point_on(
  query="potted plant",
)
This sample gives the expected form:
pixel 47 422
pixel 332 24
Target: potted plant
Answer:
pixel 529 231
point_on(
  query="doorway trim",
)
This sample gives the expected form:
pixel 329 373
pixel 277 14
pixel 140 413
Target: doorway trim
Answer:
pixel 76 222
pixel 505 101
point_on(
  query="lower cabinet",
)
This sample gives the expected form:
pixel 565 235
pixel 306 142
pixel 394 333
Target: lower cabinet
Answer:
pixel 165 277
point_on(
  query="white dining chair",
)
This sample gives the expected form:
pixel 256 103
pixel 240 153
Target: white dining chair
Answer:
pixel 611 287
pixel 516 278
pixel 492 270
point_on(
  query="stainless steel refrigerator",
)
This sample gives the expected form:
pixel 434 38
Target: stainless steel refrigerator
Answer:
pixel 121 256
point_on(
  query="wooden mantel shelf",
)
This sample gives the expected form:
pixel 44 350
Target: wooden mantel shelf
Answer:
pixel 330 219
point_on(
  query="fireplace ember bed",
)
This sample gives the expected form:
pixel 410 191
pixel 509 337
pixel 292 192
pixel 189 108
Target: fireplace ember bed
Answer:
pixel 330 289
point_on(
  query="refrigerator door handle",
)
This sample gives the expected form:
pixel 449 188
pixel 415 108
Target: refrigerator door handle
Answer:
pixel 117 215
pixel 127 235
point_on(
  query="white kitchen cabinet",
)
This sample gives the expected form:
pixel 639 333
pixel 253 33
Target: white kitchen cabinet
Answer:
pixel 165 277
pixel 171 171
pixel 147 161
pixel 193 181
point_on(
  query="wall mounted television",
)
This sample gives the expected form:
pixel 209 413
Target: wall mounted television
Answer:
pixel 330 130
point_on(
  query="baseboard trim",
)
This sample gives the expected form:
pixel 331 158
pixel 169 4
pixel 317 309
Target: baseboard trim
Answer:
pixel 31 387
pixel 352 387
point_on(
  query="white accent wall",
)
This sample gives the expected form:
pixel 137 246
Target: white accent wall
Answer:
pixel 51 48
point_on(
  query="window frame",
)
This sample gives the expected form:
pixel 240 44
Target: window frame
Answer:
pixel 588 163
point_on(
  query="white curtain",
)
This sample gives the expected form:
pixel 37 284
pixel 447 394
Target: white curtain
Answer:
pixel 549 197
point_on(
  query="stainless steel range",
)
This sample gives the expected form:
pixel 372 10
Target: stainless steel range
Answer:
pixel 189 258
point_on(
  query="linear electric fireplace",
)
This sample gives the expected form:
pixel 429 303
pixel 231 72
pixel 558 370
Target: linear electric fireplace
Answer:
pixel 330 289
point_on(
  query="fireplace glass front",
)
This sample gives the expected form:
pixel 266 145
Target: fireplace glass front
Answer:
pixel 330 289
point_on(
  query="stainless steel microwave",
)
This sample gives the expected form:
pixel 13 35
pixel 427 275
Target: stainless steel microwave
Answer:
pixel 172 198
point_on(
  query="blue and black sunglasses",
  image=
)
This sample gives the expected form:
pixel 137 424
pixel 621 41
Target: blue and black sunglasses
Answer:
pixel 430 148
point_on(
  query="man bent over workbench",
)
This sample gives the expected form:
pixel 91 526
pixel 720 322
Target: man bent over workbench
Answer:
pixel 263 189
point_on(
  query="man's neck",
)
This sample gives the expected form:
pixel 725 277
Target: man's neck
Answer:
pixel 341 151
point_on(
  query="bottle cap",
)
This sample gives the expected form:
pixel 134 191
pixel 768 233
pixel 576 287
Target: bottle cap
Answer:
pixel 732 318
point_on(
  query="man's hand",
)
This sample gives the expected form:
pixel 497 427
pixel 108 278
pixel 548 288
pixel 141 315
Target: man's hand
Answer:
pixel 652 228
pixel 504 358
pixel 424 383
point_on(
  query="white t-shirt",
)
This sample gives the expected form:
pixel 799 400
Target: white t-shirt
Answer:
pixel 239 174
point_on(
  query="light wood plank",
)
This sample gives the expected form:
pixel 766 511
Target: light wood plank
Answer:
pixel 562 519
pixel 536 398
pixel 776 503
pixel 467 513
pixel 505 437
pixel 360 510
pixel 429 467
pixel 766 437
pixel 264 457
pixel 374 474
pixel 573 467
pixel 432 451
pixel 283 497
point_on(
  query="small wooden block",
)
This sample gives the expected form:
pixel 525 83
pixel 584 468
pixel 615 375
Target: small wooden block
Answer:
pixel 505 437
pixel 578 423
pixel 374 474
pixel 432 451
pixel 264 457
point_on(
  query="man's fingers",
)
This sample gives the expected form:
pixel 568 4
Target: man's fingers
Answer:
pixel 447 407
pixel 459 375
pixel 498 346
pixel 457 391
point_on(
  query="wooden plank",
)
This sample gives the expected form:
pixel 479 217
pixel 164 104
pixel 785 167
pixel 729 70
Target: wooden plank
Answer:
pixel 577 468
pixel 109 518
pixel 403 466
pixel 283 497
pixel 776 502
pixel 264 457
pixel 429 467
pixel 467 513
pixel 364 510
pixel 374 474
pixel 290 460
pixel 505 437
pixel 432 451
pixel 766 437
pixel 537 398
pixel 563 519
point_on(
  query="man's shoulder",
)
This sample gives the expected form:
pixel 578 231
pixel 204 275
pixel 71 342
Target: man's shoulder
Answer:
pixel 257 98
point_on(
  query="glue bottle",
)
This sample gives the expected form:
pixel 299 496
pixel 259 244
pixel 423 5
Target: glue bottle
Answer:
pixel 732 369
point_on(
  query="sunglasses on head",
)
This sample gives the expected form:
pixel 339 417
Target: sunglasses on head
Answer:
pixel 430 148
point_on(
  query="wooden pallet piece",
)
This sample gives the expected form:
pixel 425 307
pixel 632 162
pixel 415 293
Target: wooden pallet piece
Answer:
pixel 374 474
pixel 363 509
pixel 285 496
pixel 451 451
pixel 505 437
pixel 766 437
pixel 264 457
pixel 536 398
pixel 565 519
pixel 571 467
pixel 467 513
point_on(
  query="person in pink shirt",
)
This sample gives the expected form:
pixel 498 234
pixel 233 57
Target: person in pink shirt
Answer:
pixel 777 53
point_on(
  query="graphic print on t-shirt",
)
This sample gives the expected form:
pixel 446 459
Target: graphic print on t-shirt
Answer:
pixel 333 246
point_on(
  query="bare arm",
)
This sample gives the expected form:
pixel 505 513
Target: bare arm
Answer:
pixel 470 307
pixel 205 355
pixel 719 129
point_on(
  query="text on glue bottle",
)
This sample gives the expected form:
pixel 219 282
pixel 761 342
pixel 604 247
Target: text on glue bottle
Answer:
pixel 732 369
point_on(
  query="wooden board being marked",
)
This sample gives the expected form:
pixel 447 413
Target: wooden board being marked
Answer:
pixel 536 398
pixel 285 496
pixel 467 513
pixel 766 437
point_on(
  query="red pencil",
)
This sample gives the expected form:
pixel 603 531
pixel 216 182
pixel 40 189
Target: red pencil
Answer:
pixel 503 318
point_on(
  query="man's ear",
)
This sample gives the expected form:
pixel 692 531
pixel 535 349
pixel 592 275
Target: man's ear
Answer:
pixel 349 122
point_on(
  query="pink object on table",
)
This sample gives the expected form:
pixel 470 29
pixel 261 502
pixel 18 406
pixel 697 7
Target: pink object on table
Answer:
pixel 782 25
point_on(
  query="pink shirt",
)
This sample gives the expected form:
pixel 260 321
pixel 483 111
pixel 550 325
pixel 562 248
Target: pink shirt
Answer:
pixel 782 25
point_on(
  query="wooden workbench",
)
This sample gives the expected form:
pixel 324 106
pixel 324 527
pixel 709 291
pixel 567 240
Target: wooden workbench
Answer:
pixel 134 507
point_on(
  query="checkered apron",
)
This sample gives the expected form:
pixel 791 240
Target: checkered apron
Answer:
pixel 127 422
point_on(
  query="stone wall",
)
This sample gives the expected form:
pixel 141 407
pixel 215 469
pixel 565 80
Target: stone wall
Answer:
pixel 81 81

## Assignment
Using the material above, find each line that holds "front" and copy that line.

## Written solution
  query="fireplace glass front",
Target: fireplace glass front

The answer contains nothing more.